◆ **SHORT TASK**:
Write out the rows below, starting with the line that contains "segment: window pane" and ending with the line that contains "176 78 L 157", both of those lines included. Keep every character the same.

◆ **STORED ROWS**:

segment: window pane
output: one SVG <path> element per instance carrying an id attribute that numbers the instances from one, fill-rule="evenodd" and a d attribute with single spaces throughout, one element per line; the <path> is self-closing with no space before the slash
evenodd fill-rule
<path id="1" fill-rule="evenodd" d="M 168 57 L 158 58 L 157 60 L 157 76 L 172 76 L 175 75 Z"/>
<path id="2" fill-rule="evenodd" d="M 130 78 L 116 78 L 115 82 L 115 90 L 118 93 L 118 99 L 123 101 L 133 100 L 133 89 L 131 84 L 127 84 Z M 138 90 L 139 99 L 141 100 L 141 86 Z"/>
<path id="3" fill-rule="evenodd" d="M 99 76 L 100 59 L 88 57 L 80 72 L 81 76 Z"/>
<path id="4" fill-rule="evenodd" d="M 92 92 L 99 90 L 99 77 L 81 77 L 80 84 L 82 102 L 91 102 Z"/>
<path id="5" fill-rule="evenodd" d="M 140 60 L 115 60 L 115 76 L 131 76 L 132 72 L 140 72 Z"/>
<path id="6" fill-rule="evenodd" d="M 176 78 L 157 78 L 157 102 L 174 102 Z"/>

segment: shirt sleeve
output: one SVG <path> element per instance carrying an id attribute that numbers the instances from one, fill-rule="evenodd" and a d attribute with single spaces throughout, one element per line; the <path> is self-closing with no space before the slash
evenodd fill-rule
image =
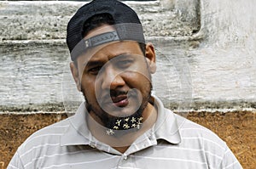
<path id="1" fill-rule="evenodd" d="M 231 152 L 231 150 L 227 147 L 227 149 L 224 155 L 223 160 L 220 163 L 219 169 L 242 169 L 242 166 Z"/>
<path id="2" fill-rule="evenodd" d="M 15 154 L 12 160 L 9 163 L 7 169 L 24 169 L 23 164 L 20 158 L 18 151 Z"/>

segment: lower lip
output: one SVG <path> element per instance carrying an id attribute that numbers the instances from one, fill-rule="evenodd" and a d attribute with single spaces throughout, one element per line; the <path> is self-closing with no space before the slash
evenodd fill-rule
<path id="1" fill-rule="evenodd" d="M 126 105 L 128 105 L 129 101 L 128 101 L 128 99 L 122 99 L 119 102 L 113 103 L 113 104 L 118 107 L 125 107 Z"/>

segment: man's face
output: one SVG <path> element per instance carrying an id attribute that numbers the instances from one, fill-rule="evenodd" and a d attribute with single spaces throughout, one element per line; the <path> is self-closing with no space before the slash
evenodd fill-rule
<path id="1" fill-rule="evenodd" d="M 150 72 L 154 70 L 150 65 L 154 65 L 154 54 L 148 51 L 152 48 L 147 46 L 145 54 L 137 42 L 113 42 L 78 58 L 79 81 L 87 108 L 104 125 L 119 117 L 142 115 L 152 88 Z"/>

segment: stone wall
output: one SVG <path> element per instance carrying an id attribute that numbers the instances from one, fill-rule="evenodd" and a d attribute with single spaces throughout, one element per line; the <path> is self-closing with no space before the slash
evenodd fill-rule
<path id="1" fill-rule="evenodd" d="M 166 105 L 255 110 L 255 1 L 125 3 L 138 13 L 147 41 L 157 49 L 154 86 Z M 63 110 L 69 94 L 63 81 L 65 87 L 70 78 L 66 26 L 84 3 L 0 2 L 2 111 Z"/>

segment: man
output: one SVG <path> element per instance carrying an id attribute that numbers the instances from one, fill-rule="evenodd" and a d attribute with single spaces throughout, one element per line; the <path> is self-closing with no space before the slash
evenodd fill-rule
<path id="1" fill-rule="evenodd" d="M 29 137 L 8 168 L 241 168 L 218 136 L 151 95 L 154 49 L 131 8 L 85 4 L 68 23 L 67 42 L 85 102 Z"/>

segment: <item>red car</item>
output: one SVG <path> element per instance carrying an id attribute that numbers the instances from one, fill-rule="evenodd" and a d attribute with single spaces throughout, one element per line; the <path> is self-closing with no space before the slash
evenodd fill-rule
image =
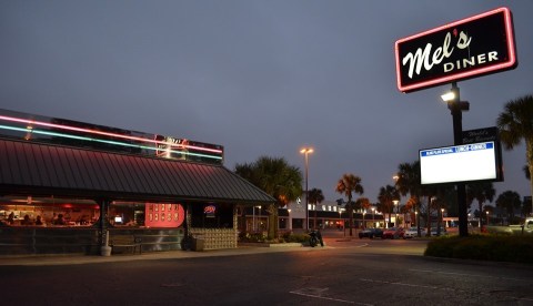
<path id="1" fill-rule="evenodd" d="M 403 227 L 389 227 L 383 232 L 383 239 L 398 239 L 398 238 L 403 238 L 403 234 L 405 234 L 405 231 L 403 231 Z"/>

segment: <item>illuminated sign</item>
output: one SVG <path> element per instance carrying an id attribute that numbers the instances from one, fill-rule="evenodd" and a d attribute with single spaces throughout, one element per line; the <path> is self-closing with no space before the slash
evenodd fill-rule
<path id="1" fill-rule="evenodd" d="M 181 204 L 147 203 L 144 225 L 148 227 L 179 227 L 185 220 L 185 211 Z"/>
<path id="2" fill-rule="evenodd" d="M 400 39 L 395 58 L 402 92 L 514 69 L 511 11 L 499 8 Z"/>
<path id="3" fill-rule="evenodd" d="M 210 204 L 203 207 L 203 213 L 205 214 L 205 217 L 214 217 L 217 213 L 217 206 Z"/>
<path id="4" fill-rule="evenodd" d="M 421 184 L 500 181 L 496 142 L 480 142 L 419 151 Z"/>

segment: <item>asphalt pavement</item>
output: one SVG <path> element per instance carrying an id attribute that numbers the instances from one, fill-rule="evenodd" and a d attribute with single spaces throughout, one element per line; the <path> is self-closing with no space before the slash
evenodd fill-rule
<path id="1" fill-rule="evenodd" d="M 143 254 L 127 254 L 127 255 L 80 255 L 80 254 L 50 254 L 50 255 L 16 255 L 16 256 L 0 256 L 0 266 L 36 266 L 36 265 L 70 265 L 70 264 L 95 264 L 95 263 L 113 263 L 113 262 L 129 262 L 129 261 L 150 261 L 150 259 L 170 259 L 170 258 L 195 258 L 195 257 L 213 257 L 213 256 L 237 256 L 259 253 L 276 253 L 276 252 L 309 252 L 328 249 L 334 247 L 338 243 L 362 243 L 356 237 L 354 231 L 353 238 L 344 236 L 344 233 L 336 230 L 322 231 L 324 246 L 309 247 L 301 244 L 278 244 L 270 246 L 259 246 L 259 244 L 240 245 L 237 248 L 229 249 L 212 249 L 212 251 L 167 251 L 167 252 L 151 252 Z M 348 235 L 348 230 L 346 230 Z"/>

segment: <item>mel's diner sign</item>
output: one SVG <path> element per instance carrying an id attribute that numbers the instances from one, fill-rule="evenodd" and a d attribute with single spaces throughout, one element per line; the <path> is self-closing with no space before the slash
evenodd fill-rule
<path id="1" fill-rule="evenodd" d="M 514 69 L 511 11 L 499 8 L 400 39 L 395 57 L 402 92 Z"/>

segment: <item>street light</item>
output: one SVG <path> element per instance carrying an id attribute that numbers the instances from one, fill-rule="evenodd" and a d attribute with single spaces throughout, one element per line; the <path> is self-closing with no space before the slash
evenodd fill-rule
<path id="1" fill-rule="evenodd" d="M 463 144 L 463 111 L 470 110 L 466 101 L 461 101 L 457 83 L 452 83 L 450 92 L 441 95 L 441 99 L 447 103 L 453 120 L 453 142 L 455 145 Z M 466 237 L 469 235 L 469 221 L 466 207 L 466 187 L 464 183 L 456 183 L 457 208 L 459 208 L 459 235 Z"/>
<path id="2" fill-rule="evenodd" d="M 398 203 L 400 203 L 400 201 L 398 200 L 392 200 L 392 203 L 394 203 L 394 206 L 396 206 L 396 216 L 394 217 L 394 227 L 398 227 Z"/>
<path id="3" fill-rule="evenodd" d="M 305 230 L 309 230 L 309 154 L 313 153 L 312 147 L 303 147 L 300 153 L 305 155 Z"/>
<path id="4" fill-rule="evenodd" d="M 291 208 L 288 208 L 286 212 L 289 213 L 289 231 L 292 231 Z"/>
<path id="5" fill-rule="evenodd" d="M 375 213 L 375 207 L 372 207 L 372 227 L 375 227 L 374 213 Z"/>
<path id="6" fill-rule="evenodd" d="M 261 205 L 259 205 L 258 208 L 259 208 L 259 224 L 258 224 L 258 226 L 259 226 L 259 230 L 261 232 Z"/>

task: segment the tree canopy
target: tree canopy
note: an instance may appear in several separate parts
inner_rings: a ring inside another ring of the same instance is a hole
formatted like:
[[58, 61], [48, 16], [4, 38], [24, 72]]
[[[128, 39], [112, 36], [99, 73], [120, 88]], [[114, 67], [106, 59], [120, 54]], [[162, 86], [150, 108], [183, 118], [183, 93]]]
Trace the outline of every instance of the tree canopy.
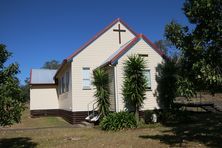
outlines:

...

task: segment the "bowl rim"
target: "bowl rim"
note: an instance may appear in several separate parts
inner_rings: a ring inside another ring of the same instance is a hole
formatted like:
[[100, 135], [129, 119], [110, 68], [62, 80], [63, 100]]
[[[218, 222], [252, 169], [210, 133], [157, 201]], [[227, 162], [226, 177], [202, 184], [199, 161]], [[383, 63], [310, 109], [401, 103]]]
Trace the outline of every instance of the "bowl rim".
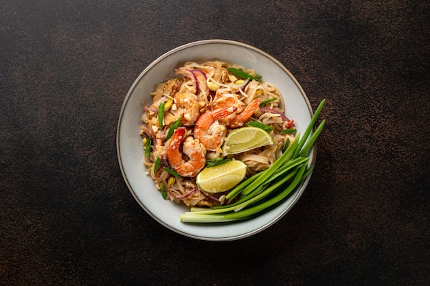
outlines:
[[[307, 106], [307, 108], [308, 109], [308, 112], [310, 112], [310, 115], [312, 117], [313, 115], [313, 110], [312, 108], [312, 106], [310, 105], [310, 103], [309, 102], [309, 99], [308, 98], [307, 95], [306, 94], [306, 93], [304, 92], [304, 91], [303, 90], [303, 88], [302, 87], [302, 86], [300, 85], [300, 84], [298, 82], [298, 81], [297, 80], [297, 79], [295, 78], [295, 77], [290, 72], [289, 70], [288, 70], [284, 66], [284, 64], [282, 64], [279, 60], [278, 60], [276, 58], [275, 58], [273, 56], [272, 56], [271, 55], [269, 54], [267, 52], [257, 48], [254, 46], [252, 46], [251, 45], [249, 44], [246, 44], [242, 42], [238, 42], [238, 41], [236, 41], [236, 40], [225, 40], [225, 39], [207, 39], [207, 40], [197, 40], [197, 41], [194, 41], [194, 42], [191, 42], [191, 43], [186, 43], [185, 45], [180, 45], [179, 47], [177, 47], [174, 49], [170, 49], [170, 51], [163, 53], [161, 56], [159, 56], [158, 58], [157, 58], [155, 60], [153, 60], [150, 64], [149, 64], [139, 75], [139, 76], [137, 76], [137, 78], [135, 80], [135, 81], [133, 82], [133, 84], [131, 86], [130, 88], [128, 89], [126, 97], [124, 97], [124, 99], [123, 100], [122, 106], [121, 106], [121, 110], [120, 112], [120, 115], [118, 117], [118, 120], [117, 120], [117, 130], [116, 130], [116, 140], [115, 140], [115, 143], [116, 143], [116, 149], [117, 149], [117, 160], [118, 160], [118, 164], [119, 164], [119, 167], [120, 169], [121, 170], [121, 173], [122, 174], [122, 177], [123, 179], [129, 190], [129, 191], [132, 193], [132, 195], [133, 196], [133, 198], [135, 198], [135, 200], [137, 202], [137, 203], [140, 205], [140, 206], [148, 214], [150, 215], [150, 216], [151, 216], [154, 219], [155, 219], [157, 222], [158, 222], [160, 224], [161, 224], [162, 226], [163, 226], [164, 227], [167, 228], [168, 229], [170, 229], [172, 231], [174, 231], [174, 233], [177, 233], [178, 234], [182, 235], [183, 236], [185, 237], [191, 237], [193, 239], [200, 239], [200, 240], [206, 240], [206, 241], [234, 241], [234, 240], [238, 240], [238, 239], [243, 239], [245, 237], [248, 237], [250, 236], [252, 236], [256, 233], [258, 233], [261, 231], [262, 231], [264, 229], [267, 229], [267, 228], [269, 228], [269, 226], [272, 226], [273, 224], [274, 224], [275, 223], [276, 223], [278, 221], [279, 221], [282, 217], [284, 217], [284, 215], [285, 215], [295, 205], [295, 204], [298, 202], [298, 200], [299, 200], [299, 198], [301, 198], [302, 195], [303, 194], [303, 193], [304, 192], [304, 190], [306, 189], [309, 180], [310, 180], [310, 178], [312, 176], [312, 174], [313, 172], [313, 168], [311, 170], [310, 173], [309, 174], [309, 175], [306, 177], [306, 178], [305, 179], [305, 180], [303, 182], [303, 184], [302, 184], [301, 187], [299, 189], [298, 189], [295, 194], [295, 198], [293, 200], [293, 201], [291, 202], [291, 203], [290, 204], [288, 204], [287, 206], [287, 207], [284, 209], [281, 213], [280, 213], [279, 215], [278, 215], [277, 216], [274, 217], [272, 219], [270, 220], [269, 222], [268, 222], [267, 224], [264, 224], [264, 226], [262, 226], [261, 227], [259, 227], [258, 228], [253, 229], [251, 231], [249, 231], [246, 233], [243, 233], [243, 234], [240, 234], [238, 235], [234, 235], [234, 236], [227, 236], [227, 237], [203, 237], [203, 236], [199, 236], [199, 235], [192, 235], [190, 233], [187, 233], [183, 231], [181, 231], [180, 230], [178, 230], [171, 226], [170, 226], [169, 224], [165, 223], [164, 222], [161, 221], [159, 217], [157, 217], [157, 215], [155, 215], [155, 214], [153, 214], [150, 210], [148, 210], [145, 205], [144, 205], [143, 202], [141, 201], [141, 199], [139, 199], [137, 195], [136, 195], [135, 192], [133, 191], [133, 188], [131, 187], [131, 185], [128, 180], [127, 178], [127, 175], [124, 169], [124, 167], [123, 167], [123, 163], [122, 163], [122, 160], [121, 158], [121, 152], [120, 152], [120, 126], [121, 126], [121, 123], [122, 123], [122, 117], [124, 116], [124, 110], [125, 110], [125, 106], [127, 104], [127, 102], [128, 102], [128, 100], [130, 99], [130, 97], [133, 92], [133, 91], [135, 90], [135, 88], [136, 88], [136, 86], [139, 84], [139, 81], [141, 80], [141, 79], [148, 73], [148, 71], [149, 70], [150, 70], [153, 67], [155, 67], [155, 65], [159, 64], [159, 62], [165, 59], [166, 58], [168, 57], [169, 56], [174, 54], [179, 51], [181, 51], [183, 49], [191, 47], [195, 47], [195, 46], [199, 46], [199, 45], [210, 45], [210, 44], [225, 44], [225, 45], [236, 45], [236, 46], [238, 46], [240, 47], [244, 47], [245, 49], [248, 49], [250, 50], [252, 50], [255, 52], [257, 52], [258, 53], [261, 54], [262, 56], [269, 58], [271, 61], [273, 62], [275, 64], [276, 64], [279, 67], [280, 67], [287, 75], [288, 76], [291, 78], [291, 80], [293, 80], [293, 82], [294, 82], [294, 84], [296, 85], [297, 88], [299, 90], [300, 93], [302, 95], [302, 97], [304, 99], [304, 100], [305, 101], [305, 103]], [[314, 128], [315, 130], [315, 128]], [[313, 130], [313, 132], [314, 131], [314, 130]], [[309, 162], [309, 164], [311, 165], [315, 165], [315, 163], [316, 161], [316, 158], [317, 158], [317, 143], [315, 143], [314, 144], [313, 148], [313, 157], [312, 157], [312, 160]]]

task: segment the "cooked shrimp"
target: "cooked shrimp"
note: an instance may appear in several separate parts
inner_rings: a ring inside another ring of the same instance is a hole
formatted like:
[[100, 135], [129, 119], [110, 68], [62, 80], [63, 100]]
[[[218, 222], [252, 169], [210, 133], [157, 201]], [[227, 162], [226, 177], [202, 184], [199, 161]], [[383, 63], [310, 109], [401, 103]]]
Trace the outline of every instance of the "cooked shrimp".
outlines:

◆ **RESULT BELOW**:
segment: window pane
output: one SVG <path> element per instance carrying an id attribute that numbers the instances from one, fill-rule="evenodd" and a d attribute with single spaces throughout, one element per line; the <path> is self-closing with no space before the slash
evenodd fill-rule
<path id="1" fill-rule="evenodd" d="M 168 57 L 158 58 L 157 60 L 157 76 L 172 76 L 175 75 Z"/>
<path id="2" fill-rule="evenodd" d="M 130 78 L 116 78 L 115 82 L 115 90 L 118 93 L 118 99 L 123 101 L 133 100 L 133 89 L 131 84 L 127 84 Z M 138 90 L 139 99 L 141 100 L 141 86 Z"/>
<path id="3" fill-rule="evenodd" d="M 99 76 L 100 59 L 88 57 L 80 72 L 81 76 Z"/>
<path id="4" fill-rule="evenodd" d="M 92 92 L 99 90 L 99 77 L 81 77 L 80 84 L 82 102 L 91 102 Z"/>
<path id="5" fill-rule="evenodd" d="M 140 60 L 115 60 L 115 76 L 131 76 L 132 72 L 140 72 Z"/>
<path id="6" fill-rule="evenodd" d="M 176 78 L 157 78 L 157 102 L 174 102 Z"/>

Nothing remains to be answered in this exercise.